Work instructions> Can you replace "pick planner" with "grasp planner" in the records below, starting at the line that contains "of the white" and ending at the line that contains "[(124, 422), (255, 212)]"? Give back only those lines, with everything else left unchanged.

-- START Data to use --

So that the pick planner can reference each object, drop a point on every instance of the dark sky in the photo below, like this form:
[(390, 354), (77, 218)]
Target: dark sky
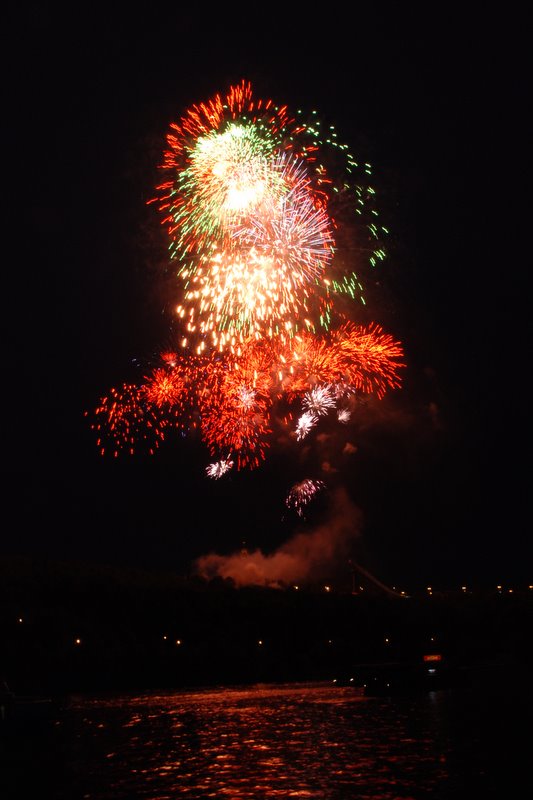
[(437, 102)]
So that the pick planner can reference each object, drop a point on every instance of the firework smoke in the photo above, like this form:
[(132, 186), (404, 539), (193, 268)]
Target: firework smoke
[(307, 557)]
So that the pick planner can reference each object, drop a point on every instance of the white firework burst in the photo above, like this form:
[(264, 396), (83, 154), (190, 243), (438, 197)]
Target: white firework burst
[(305, 423), (219, 468)]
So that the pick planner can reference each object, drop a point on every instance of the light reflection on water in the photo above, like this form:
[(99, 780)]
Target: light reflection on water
[(271, 741)]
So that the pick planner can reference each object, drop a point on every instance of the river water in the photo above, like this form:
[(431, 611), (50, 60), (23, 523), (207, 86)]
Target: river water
[(277, 741)]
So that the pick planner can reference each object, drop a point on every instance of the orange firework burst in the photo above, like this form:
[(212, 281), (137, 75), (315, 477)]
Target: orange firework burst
[(124, 422), (255, 212)]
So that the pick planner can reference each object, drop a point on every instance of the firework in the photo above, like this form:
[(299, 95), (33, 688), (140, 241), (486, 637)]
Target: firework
[(302, 493), (305, 423), (124, 423), (318, 401), (252, 208), (219, 468), (269, 222)]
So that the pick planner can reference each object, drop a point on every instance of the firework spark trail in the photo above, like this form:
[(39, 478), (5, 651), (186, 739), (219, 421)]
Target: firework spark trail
[(254, 201), (302, 493)]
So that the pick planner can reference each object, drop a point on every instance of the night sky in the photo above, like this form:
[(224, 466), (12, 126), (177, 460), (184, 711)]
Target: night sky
[(436, 102)]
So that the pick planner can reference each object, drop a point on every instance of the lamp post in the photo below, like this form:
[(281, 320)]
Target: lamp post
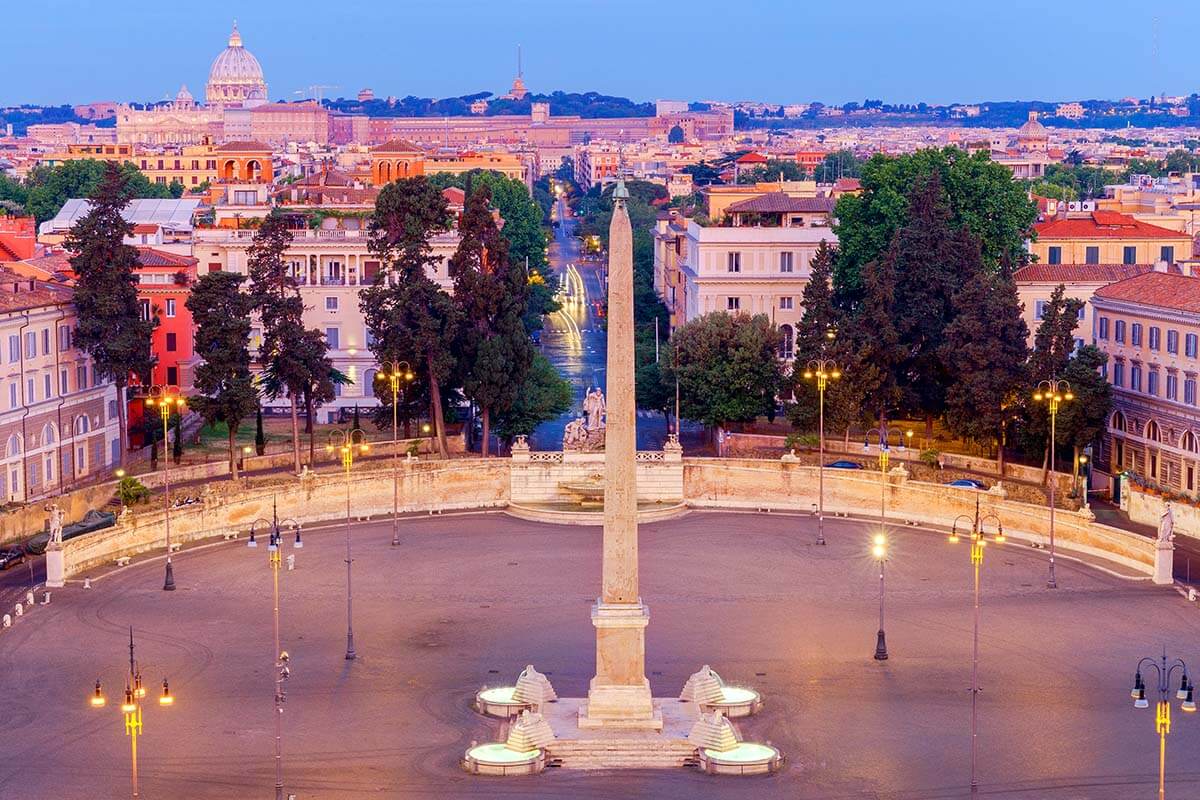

-- END Data to use --

Result>
So that the grasp planner can reference each object, drop a point on every instance of the white firework burst in the photo above, like this form:
[(264, 396), (83, 154), (190, 243), (438, 197)]
Target: white firework burst
[(305, 423), (219, 468)]
So that the grasp planner can reference each object, drop a point on every instance of the light reflection on water in the photo above, like this form:
[(99, 780)]
Target: light reflection on water
[(271, 741)]
So that the grasp planner can reference each object, drop a point on every instance of the river water in the photo above, like this form:
[(431, 611), (50, 60), (23, 523), (207, 86)]
Target: river water
[(277, 741)]
So that the grasp planner can reference each object, drop a point on every instance of the orange firework burst in the photo above, like this form:
[(212, 281), (137, 75), (315, 477)]
Target: orange firework burst
[(124, 422), (255, 212)]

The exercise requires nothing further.